EXERCISE MATERIALS -
—————

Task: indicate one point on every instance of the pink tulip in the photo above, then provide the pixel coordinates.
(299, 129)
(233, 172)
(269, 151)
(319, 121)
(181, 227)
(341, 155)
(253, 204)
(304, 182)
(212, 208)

—————

DIRECTIONS -
Reproduce the whole of the records exactly, so that no line differs from the source above.

RESULT FOR THIS EXERCISE -
Task: indicate one point on every instance of the pink tulip in the photo above, then provide the pixel coordinates.
(299, 129)
(233, 172)
(269, 151)
(319, 121)
(181, 227)
(341, 155)
(253, 204)
(304, 182)
(212, 208)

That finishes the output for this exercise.